== Énoncé a ==
Extrayez intégralement et sans la moindre modification l'extrait sur la campagne électorale en Tunisie.

== Extrait du texte ==
+++++

Tout sourire, il pose pour un selfie avec une jeune femme tout intimidée. S’arrête pour serrer des mains. Avant de s’installer sous un auvent et s’adresser avec un micro aux électeurs. «Ce scrutin est un moment historique. Il ne faut pas en minimiser l’importance», explique-t-il avant d’insister sur la nécessité de voter le 6 mai. Avant de repartir pouir visiter les échoppes et magasins de la médina.
Près de lui se tient Souad Abderrahim, elle aussi un peu intimidée, à la tête d’une liste de 60 personnes (le nombre de membres du futur conseil municipal). Elle est la première à reconnaître la difficulté de mobiliser les électeurs. «Beaucoup de Tunisiens ne savent pas quand auront lieu les élections», observe-t-elle.

+++++

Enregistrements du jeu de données
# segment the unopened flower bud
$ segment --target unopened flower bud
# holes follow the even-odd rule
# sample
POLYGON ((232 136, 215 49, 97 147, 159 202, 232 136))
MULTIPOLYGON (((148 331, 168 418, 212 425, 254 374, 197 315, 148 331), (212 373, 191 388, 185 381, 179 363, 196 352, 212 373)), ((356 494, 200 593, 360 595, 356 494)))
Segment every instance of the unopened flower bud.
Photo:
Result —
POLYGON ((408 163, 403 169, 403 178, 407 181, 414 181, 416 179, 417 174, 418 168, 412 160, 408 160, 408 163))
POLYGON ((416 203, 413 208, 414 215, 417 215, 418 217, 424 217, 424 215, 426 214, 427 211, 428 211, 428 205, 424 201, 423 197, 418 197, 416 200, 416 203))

+++++

== Énoncé b ==
Copiez à l'identique l'ensemble des lignes du jeu de données ci-dessus.

== Corrigé complet a ==
Tout sourire, il pose pour un selfie avec une jeune femme tout intimidée. S’arrête pour serrer des mains. Avant de s’installer sous un auvent et s’adresser avec un micro aux électeurs. «Ce scrutin est un moment historique. Il ne faut pas en minimiser l’importance», explique-t-il avant d’insister sur la nécessité de voter le 6 mai. Avant de repartir pouir visiter les échoppes et magasins de la médina.
Près de lui se tient Souad Abderrahim, elle aussi un peu intimidée, à la tête d’une liste de 60 personnes (le nombre de membres du futur conseil municipal). Elle est la première à reconnaître la difficulté de mobiliser les électeurs. «Beaucoup de Tunisiens ne savent pas quand auront lieu les élections», observe-t-elle.

== Corrigé complet b ==
# segment the unopened flower bud
$ segment --target unopened flower bud
# holes follow the even-odd rule
# sample
POLYGON ((232 136, 215 49, 97 147, 159 202, 232 136))
MULTIPOLYGON (((148 331, 168 418, 212 425, 254 374, 197 315, 148 331), (212 373, 191 388, 185 381, 179 363, 196 352, 212 373)), ((356 494, 200 593, 360 595, 356 494)))
Segment every instance of the unopened flower bud.
Photo:
Result —
POLYGON ((408 163, 403 169, 403 178, 407 181, 414 181, 416 179, 417 174, 418 168, 412 160, 408 160, 408 163))
POLYGON ((416 203, 413 208, 414 215, 417 215, 418 217, 424 217, 424 215, 426 214, 427 211, 428 211, 428 205, 424 201, 423 197, 418 197, 416 200, 416 203))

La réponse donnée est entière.